Source data:
___

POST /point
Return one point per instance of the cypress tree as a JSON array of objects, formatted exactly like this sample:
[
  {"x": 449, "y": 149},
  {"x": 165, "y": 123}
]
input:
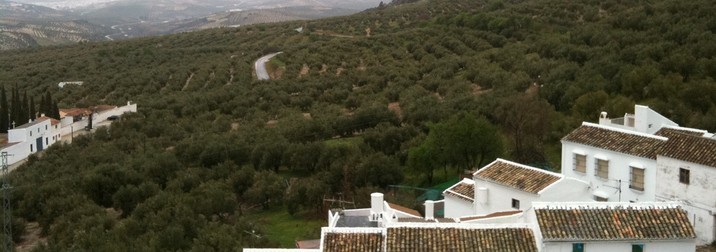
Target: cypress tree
[
  {"x": 24, "y": 115},
  {"x": 33, "y": 113},
  {"x": 15, "y": 109},
  {"x": 4, "y": 120}
]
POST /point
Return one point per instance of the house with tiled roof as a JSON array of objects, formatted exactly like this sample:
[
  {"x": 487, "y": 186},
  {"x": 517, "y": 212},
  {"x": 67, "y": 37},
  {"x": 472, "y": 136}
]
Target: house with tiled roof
[
  {"x": 508, "y": 186},
  {"x": 411, "y": 237},
  {"x": 686, "y": 172},
  {"x": 608, "y": 226},
  {"x": 619, "y": 164},
  {"x": 647, "y": 157}
]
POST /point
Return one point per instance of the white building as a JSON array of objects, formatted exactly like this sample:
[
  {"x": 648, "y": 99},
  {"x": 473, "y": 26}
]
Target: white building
[
  {"x": 504, "y": 186},
  {"x": 620, "y": 165},
  {"x": 644, "y": 120},
  {"x": 686, "y": 172},
  {"x": 613, "y": 227}
]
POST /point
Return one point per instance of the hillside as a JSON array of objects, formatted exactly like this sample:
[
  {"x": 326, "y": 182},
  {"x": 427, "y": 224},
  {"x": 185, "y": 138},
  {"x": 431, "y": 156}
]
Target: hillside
[{"x": 214, "y": 156}]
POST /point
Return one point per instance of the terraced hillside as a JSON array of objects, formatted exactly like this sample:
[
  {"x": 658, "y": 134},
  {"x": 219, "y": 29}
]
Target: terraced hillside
[{"x": 215, "y": 157}]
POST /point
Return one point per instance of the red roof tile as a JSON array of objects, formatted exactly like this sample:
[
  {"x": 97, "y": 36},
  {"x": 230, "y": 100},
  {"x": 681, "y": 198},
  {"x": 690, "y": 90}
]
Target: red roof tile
[
  {"x": 437, "y": 239},
  {"x": 352, "y": 242},
  {"x": 640, "y": 145},
  {"x": 404, "y": 209},
  {"x": 590, "y": 223},
  {"x": 521, "y": 177},
  {"x": 463, "y": 190}
]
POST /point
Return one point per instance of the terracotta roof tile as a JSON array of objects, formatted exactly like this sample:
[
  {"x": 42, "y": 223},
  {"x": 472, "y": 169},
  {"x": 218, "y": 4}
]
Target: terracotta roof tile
[
  {"x": 585, "y": 223},
  {"x": 463, "y": 190},
  {"x": 616, "y": 140},
  {"x": 352, "y": 242},
  {"x": 694, "y": 149},
  {"x": 667, "y": 131},
  {"x": 410, "y": 239},
  {"x": 521, "y": 177},
  {"x": 404, "y": 209},
  {"x": 495, "y": 214}
]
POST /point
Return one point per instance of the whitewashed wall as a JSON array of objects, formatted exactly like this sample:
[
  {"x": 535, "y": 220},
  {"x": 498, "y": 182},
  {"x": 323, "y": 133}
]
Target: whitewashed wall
[
  {"x": 456, "y": 207},
  {"x": 619, "y": 164},
  {"x": 623, "y": 246},
  {"x": 698, "y": 197}
]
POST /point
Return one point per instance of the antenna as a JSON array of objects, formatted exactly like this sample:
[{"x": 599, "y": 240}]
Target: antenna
[{"x": 7, "y": 227}]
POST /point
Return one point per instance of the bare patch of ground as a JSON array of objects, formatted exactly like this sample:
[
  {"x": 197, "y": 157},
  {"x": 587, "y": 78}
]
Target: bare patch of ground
[{"x": 31, "y": 239}]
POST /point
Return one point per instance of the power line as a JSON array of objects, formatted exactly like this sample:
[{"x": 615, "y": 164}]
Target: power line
[{"x": 7, "y": 227}]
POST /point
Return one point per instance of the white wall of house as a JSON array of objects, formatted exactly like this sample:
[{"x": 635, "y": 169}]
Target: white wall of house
[
  {"x": 499, "y": 198},
  {"x": 698, "y": 197},
  {"x": 644, "y": 120},
  {"x": 649, "y": 121},
  {"x": 619, "y": 169},
  {"x": 567, "y": 189},
  {"x": 456, "y": 207},
  {"x": 624, "y": 246}
]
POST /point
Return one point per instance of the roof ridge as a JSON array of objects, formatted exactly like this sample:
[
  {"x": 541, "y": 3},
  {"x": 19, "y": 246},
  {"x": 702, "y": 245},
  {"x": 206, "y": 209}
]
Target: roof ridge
[{"x": 636, "y": 133}]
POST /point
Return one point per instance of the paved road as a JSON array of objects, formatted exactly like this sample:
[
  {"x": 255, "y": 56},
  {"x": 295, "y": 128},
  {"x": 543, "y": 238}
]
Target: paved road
[{"x": 260, "y": 66}]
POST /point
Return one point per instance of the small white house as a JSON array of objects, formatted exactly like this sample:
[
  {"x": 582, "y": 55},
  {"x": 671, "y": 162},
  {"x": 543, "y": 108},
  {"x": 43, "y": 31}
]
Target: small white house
[
  {"x": 686, "y": 172},
  {"x": 644, "y": 120},
  {"x": 619, "y": 164},
  {"x": 613, "y": 227},
  {"x": 507, "y": 186}
]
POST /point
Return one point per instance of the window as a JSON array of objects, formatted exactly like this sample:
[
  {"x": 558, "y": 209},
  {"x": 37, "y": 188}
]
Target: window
[
  {"x": 600, "y": 199},
  {"x": 601, "y": 168},
  {"x": 577, "y": 247},
  {"x": 684, "y": 175},
  {"x": 637, "y": 178},
  {"x": 580, "y": 163},
  {"x": 637, "y": 248}
]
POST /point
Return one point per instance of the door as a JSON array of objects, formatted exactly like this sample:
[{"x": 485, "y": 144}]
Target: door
[{"x": 40, "y": 145}]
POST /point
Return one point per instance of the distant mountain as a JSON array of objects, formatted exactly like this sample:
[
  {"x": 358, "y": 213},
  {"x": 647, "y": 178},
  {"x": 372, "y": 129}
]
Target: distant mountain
[{"x": 26, "y": 25}]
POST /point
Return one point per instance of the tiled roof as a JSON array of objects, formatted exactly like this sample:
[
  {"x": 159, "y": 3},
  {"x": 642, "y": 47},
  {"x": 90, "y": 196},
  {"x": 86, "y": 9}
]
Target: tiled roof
[
  {"x": 640, "y": 145},
  {"x": 404, "y": 209},
  {"x": 492, "y": 215},
  {"x": 437, "y": 239},
  {"x": 53, "y": 121},
  {"x": 585, "y": 223},
  {"x": 463, "y": 190},
  {"x": 522, "y": 177},
  {"x": 352, "y": 242},
  {"x": 694, "y": 149},
  {"x": 422, "y": 220}
]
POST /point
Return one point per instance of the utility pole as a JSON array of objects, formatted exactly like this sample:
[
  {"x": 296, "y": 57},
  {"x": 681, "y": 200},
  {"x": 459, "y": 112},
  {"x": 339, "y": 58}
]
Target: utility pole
[{"x": 7, "y": 227}]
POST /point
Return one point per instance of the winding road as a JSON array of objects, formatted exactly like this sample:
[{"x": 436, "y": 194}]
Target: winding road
[{"x": 260, "y": 66}]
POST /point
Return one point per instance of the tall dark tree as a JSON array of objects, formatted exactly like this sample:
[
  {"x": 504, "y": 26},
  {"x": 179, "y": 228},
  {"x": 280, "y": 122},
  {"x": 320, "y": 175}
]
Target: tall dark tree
[
  {"x": 33, "y": 112},
  {"x": 4, "y": 120},
  {"x": 15, "y": 109},
  {"x": 24, "y": 113}
]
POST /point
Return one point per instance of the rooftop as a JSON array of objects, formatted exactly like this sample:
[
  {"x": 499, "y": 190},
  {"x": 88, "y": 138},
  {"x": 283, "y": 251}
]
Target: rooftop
[
  {"x": 612, "y": 221},
  {"x": 352, "y": 241},
  {"x": 617, "y": 140},
  {"x": 464, "y": 189},
  {"x": 518, "y": 176},
  {"x": 439, "y": 239},
  {"x": 690, "y": 148}
]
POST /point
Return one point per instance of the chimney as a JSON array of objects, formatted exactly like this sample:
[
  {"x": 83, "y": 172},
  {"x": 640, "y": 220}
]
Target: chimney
[
  {"x": 429, "y": 210},
  {"x": 376, "y": 206}
]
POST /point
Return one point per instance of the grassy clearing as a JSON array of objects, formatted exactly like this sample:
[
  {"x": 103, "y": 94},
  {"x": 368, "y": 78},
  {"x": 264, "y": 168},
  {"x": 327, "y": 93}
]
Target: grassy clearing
[{"x": 284, "y": 229}]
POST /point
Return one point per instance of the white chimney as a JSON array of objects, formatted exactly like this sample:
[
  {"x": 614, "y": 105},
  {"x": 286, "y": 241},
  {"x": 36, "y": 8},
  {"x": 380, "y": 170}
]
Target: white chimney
[
  {"x": 429, "y": 209},
  {"x": 603, "y": 119},
  {"x": 481, "y": 195},
  {"x": 376, "y": 206}
]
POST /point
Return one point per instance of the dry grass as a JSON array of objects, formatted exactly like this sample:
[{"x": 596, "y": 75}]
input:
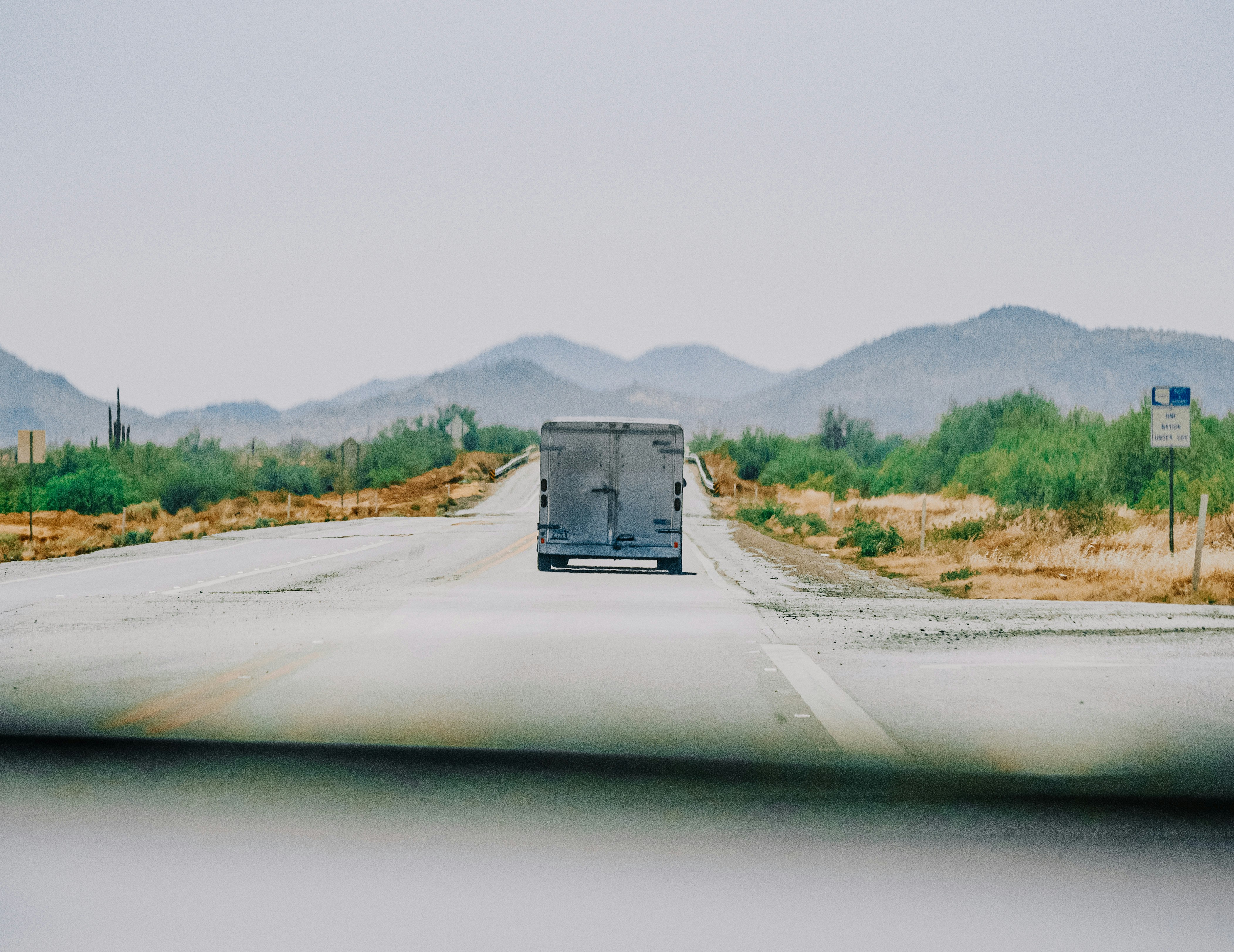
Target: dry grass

___

[Directions for this task] How many of the lines above contain the string "bare"? Reply with the number alone.

[Result of the exercise] 2